Object pointing dataset rows
==========
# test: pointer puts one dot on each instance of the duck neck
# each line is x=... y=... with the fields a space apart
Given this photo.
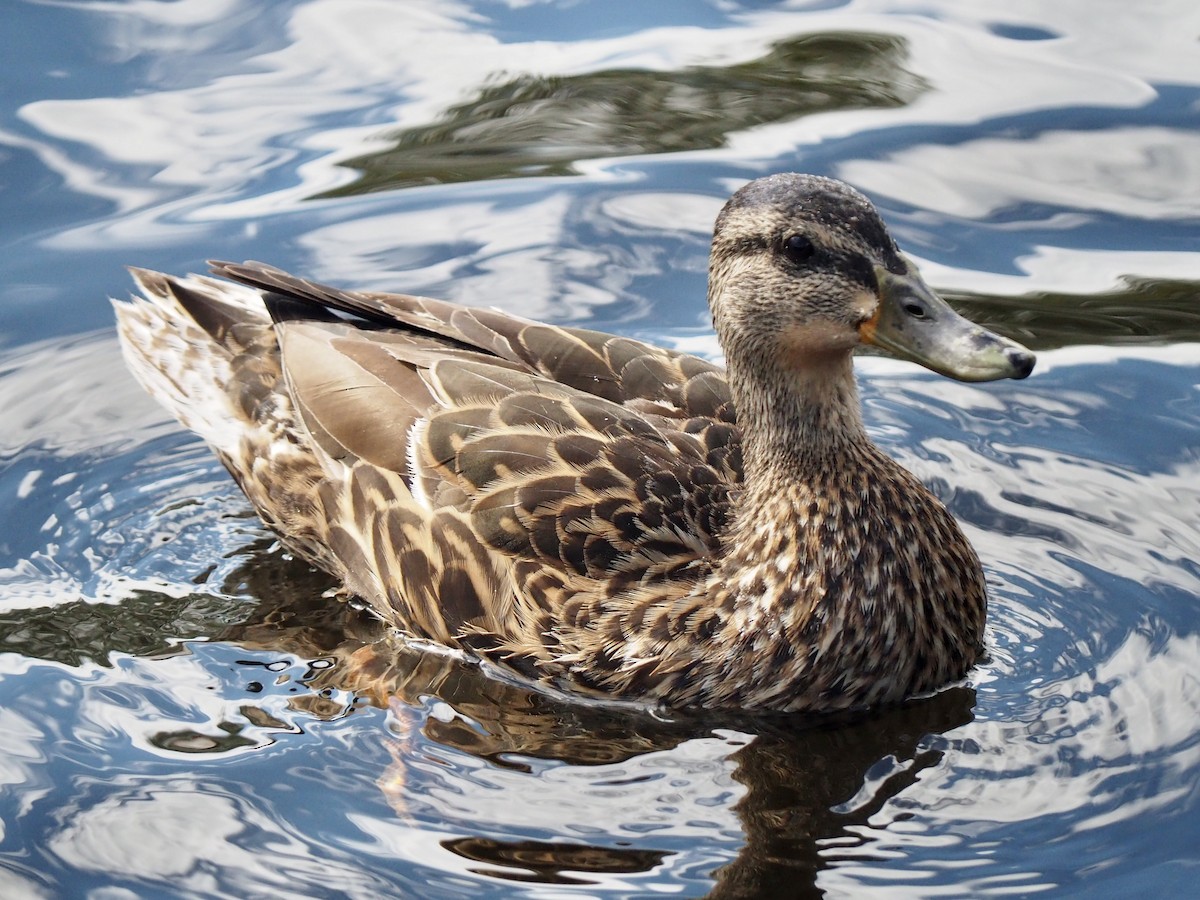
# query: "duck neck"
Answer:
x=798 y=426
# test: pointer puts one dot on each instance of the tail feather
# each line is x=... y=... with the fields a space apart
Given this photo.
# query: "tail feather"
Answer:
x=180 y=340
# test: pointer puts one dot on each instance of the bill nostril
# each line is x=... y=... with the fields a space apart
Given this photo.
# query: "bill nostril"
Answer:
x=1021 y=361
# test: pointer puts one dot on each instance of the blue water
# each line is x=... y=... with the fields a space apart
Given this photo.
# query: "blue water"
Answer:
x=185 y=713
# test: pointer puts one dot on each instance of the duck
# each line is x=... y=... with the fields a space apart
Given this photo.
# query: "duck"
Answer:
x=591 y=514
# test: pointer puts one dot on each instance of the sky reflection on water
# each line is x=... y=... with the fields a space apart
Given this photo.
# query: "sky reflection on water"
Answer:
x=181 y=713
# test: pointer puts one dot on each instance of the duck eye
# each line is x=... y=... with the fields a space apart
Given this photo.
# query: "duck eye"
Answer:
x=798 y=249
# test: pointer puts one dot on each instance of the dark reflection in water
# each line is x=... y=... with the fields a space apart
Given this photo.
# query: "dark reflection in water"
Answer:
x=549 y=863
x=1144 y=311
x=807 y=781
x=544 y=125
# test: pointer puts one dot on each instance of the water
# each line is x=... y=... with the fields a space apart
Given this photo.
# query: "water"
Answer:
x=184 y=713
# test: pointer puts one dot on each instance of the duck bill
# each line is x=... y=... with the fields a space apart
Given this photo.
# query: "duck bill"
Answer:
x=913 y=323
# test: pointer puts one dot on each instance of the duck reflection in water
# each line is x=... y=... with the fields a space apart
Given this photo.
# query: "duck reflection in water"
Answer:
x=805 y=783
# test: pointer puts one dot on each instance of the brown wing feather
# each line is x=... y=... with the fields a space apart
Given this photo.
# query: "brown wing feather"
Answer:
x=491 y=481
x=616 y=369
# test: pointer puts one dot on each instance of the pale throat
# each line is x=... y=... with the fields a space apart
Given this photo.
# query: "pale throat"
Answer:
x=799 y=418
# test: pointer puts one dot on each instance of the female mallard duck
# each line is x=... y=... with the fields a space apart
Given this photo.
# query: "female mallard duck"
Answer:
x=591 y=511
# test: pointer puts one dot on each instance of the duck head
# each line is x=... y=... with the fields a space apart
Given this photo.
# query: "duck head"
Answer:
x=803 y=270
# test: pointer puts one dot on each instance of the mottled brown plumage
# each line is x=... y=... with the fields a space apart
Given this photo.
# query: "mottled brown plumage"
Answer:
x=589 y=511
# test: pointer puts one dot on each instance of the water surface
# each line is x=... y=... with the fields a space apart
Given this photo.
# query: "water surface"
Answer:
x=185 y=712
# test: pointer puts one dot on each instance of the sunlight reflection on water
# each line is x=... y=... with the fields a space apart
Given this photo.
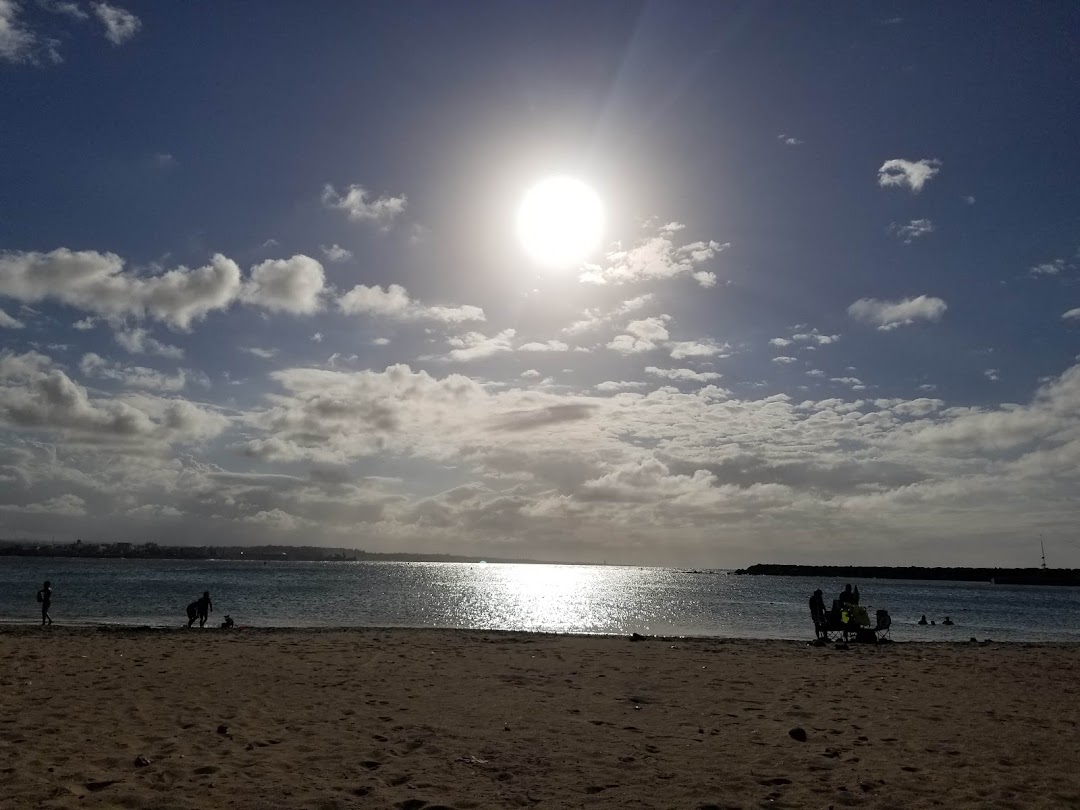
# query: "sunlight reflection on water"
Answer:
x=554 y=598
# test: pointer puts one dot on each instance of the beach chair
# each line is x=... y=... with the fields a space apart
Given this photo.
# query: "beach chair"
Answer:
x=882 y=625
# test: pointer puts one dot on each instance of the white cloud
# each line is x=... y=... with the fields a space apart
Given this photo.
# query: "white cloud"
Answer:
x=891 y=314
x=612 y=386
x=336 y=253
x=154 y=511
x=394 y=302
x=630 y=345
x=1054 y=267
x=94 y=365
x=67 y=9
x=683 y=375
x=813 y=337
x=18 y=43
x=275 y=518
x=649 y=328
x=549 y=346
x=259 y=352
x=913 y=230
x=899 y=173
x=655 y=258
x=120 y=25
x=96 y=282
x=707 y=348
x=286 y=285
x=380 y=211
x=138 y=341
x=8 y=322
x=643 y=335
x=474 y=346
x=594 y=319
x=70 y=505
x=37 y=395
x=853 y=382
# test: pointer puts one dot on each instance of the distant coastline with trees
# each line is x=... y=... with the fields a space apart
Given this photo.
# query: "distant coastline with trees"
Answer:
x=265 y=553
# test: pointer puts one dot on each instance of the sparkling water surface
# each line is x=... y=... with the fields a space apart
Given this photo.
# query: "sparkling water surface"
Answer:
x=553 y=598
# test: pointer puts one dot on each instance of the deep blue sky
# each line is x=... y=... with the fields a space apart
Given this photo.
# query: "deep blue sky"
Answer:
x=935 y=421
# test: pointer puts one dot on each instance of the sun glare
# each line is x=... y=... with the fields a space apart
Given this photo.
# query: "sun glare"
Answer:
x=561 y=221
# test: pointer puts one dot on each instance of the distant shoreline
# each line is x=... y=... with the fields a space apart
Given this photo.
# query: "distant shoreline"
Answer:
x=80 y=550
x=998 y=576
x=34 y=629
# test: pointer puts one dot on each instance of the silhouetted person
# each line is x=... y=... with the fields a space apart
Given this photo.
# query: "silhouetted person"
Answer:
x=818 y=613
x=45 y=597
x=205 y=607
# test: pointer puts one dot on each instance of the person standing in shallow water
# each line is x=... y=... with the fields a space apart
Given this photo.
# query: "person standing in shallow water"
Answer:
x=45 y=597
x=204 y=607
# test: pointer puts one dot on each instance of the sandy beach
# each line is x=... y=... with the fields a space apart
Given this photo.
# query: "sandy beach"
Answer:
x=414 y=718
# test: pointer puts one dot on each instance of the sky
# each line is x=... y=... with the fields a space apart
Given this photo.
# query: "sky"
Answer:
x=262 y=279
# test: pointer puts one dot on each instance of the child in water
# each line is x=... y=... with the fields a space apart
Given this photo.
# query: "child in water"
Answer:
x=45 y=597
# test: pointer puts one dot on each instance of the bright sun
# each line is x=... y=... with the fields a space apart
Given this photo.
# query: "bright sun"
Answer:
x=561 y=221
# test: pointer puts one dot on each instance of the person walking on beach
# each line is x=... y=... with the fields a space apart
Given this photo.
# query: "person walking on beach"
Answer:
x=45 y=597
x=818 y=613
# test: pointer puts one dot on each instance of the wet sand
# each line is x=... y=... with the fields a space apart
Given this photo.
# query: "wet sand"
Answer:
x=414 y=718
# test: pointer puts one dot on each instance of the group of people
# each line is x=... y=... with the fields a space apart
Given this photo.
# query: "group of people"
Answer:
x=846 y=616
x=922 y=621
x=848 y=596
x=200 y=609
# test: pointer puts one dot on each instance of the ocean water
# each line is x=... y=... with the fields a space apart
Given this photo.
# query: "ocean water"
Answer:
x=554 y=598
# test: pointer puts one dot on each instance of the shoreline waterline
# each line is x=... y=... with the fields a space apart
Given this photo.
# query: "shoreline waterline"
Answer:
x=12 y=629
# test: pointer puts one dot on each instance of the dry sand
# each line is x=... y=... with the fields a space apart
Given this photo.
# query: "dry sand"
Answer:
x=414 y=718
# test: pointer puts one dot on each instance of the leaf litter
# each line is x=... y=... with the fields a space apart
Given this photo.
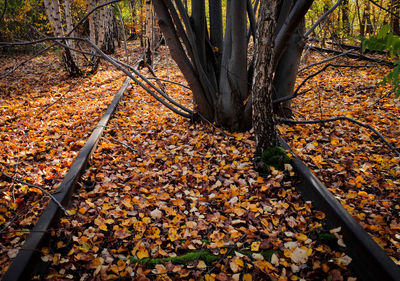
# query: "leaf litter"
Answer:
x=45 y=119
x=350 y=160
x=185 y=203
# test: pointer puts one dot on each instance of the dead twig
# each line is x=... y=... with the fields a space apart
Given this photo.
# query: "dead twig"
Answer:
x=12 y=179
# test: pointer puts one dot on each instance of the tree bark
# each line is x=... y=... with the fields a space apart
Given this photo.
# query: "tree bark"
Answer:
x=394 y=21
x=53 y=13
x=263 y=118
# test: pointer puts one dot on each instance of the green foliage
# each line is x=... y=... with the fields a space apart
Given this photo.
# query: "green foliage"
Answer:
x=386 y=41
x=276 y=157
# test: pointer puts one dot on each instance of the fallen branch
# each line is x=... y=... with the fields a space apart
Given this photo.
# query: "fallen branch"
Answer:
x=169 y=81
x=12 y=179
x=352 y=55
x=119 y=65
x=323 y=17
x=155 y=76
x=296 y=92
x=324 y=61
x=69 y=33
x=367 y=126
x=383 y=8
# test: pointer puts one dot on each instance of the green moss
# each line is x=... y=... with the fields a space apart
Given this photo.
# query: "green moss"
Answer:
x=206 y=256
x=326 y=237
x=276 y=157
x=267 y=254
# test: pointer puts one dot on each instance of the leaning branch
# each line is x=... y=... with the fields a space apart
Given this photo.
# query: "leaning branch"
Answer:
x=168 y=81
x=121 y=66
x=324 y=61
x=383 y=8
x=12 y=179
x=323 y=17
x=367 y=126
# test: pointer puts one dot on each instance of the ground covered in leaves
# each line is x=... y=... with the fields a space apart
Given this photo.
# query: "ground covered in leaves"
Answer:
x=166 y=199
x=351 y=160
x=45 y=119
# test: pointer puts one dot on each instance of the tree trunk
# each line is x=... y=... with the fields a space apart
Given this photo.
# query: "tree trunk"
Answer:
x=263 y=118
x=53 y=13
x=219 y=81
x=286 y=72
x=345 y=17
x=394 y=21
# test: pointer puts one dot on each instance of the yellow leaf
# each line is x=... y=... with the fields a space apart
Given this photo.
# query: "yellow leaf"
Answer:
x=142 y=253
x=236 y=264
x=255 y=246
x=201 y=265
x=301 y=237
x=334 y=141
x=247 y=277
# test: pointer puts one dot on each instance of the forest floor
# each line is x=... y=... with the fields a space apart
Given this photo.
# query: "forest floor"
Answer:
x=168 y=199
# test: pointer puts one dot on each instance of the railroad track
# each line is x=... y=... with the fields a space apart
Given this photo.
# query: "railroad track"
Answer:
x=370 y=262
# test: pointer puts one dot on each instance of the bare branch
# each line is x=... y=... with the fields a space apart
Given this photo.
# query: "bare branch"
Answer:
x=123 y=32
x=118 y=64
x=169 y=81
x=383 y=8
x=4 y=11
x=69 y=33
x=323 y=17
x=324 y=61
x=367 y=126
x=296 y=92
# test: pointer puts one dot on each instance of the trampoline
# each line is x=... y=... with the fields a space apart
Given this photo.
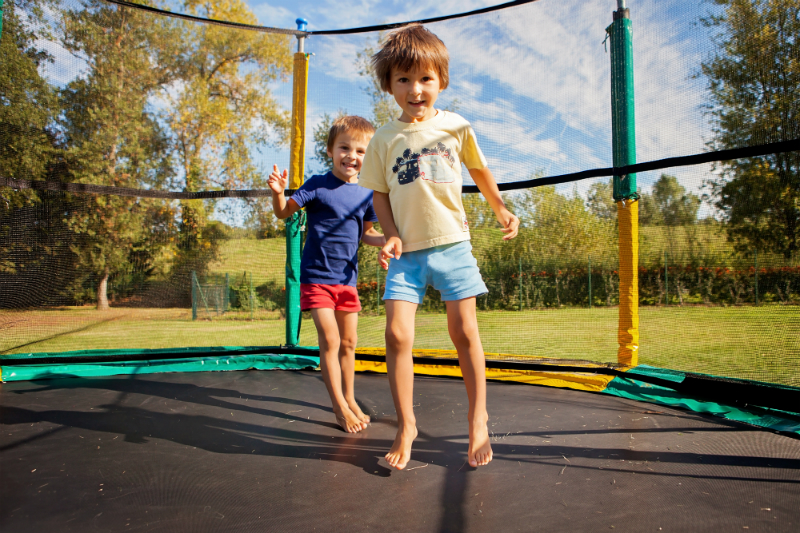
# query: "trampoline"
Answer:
==========
Brief => Return the lines starting at the beginning of the records and ending at the line that contains "x=180 y=340", both ends included, exactly as they appear. Leave the pictures out of your answer.

Response to this task =>
# test: pointer puts one dot on each instance of the duck neck
# each line is x=... y=... with the fields a space apart
Given this photo.
# query: "duck neck"
Answer:
x=798 y=426
# test: pointer puts one dot on each instance of the tail feather
# each line is x=... y=... with the fields a space apart
Given this photo.
# query: "tail feather"
Answer:
x=180 y=340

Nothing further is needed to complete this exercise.